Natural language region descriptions
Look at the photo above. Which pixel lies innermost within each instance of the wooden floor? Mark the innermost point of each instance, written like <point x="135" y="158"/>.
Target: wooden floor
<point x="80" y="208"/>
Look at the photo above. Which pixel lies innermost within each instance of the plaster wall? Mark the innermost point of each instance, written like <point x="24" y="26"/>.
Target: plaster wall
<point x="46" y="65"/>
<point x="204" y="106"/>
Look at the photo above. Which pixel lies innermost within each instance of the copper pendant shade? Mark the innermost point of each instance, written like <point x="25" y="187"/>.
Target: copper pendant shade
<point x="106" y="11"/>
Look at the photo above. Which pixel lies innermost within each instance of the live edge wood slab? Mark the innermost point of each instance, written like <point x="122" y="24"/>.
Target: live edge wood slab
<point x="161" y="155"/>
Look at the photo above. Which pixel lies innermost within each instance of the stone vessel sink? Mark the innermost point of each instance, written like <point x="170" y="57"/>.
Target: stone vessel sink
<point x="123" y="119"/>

» YOUR OBJECTIVE
Print the entries above exactly as they were written, down to the last line.

» RESULT FOR THIS TASK
Look at the photo above. Which pixel lies innermost within each instance of the wooden floor? Mark the innermost point of each instance, written like <point x="135" y="158"/>.
Target: wooden floor
<point x="80" y="208"/>
Look at the photo above. Which pixel lies innermost within each instance of the plaster wall? Mark the innermost point of each instance, written like <point x="24" y="26"/>.
Target: plaster wall
<point x="46" y="65"/>
<point x="204" y="106"/>
Look at the photo above. Which pixel lies innermost within each instance of the copper pendant shade? Mark the innermost point of each instance, written like <point x="25" y="187"/>.
Target: copper pendant shade
<point x="106" y="11"/>
Look at the photo above. Which pixel lies innermost within each instance of the live edge wood slab? Mark the innermost point of each instance, written like <point x="122" y="24"/>.
Target: live edge wood slab
<point x="161" y="155"/>
Look at the photo above. Which pixel lies innermost within each instance of the stone vessel sink? Mark the innermost point of each instance, written like <point x="170" y="57"/>.
Target: stone vessel sink
<point x="123" y="119"/>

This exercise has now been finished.